::: AUSGANGSTEXT :::
Buchtipp: Vatikan-Kenner Ulrich Nersinger über Päpste und Tiere
Mit den vatikanischen Palästen werden gewöhnlich kühle Marmorfußböden und geometrische Blumenrabatten assoziiert. Kaum bekannt ist, dass sich hinter den hohen Mauern eine bunte, lebendige Tierwelt verbirgt. Vatikan-Experte Ulrich Nersinger hat allerlei Historisches zu dieser Fauna zusammengetragen, die er, zu amüsanten Anekdoten aufbereitet, in seinem neuen Buch „Die Arche Petri“ vorstellt. Wirft man einen Blick auf die 2000-jährige Geschichte, so stellt man fest, dass Tiere – und nicht nur auf dem Teller serviert – stets eine große Rolle im Alltag des Kirchenoberhauptes spielten.
Neben der teils wundersamen Tierliebe einzelner Pontifices und den heutigen Nutztieren in der Fattoria Pontificia von Castel Gandolfo, ist von den Tiersymbolen in der Heraldik und der Tradition von Tieren in der Liturgie die Rede: sprich Tiere in allen Facetten und Lebenslagen der katholischen Enklave.
Der größte und kurioseste Gast hinter den Mauern war sicherlich Annone, ein weißer Elefant, den König Emanuel I. von Portugal dem neu gewählten Papst Leo X. 1514 zum Geschenk machte. Der Dickhäuter wurde zur Maskotte des Papsthofs. Er wohnte in einem eigens gebauten Haus im Garten. Als Annone zwei Jahre später an Darmverschluss verendete, möglicherweise verursacht durch eine falsche Behandlung mit einem mit Gold angereichertem Abführmittel, beweinte der Renaissancepapst den Tod seines Hausfreundes bitterlich. Raffael hat das berühmte Tier auf einem Fresko in den Loggen verewigt.
Während Klemens XIV. (1769-74), ein wahrer Pferdenarr, zum Missfallen seiner Ärzte ungestümes Reiten liebte, zog Papst Benedikt XV. (1914-22), der wegen seiner unermüdlichen Friedensmission während des Ersten Weltkriegs in die Geschichte einging, seine (stummen) Fische der Gesellschaft der (geschwätzigen) Prälaten vor.
Viele Päpste brachten kleine Haustiere mit in den Vatikan. Hier allerdings entlarvt der Autor Papst Ratzingers „schwarze Hauskatze“ als Zeitungsfinte ebenso wie die kursierende Notiz über den abgerichteten Wüstenbussard Sylvia, der als Bodyguard für die Friedenstauben gehalten würde. Weiße Tauben lässt der Papst von dem Angelus-Fenster des Apostolischen Palasts aus am Weltfriedenstag fliegen. Das letzte Mal wurde zum Schrecken der Gläubigen auf dem Petersplatz eine Taube von einer Krähe im Fluge erhascht, was als böses Omen gilt. Einen wirksamen Schutz vor Attacken gibt es leider bisher nicht.
::: VORHANDENE DATEN :::
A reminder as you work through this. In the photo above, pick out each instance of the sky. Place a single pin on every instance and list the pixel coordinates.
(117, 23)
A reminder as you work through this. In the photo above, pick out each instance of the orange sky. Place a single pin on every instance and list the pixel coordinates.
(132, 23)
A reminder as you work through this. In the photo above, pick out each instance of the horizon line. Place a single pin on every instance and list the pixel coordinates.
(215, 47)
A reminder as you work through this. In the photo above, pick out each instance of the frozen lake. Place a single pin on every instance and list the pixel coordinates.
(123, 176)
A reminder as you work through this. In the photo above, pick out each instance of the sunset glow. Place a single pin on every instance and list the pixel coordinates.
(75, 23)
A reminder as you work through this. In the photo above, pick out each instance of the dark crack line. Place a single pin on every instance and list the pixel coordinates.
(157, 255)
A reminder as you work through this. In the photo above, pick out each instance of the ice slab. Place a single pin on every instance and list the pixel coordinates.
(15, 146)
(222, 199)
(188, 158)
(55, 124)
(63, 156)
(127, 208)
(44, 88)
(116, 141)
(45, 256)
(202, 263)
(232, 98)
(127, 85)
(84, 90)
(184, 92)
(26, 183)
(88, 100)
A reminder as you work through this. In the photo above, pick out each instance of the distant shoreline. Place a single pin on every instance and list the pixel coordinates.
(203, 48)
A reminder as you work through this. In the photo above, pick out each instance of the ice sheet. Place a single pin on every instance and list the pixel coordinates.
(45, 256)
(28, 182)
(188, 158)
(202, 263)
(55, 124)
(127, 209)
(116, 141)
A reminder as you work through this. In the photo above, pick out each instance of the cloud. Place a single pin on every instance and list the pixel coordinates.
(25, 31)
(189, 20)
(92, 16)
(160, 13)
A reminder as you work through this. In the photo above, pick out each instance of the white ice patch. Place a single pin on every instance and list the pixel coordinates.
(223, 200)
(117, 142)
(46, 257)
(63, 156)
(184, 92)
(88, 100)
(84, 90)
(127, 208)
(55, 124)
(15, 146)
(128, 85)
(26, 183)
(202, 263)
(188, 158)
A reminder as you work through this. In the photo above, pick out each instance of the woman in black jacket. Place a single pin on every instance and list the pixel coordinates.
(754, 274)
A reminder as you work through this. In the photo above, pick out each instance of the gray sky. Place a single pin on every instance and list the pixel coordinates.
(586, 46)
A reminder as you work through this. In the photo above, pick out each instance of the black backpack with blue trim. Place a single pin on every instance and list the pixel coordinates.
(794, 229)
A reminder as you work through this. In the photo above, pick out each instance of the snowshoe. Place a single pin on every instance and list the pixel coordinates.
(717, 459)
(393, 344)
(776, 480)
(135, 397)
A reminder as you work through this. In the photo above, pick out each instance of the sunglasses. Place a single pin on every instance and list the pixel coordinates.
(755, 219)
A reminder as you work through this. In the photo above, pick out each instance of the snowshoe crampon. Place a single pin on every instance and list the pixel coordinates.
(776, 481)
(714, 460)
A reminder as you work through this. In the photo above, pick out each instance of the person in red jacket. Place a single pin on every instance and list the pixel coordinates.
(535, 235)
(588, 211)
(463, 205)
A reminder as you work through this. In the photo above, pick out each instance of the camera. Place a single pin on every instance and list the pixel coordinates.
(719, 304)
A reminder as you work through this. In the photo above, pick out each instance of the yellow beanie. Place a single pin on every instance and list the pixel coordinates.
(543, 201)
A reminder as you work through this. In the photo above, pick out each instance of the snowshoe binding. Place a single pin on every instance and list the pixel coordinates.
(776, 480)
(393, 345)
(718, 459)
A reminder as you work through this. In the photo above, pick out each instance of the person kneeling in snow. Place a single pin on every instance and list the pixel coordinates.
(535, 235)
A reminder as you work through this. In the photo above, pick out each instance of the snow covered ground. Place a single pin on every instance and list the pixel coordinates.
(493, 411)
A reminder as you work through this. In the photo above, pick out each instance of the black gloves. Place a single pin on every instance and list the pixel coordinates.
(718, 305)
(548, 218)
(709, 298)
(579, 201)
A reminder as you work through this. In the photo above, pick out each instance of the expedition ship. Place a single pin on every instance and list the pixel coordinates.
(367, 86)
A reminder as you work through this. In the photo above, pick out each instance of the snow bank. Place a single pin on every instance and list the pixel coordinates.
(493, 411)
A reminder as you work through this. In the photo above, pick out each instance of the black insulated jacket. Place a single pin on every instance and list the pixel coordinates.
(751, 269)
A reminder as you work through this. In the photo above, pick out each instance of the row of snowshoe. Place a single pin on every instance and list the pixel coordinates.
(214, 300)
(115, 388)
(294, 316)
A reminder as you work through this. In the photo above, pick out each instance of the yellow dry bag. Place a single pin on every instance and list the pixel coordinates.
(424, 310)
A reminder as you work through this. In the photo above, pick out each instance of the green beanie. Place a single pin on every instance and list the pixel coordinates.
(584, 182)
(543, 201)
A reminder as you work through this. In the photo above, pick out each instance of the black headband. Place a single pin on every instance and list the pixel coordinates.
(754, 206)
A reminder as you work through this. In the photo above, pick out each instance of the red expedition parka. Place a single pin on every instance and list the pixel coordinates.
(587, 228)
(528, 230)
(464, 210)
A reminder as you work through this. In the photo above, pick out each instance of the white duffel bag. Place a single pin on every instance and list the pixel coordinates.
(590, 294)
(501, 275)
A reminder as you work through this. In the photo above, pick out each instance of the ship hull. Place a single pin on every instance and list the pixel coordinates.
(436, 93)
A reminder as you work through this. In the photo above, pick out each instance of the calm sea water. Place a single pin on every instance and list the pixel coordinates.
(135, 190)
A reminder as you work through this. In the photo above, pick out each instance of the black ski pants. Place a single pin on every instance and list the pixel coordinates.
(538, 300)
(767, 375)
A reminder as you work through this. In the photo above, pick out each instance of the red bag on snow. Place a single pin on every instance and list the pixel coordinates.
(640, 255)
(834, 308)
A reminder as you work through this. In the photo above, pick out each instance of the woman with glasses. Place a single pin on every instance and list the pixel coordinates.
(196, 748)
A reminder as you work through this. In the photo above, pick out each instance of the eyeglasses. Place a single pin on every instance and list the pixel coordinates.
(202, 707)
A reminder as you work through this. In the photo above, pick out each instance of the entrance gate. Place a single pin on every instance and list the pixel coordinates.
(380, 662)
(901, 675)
:::
DEINE AUFGABE 1 — Fass den Absatz im Ausgangstext, der mit „Der größte und kurioseste Gast“ beginnt, als kurze Liste zusammen. Alle wichtigen Fakten sollen erhalten bleiben.
DEINE AUFGABE 2 —
Beantworte mithilfe des Ausgangstextes diese Fragen:
(a) Wie heißt das neue Buch von Ulrich Nersinger?
(b) Was tat Klemens XIV. gern, obwohl es seinen Ärzten missfiel?
(c) Von welchem Fenster aus lässt der Papst am Weltfriedenstag weiße Tauben fliegen?

LÖSUNG 1 —
- Annone, ein weißer Elefant, war der größte und kurioseste Gast hinter den Mauern.
- König Emanuel I. von Portugal schenkte ihn 1514 dem neu gewählten Papst Leo X.
- Der Elefant wurde zum Maskottchen des Papsthofs und wohnte in einem eigens gebauten Haus im Garten.
- Zwei Jahre später starb er an Darmverschluss. Möglicherweise war eine falsche Behandlung mit einem mit Gold angereicherten Abführmittel die Ursache.
- Der Papst beweinte seinen Tod bitterlich.
- Raffael verewigte das Tier auf einem Fresko in den Loggen.

LÖSUNG 2 —
(a) „Die Arche Petri“
(b) Er ritt gern ungestüm.
(c) Vom Angelus-Fenster des Apostolischen Palasts.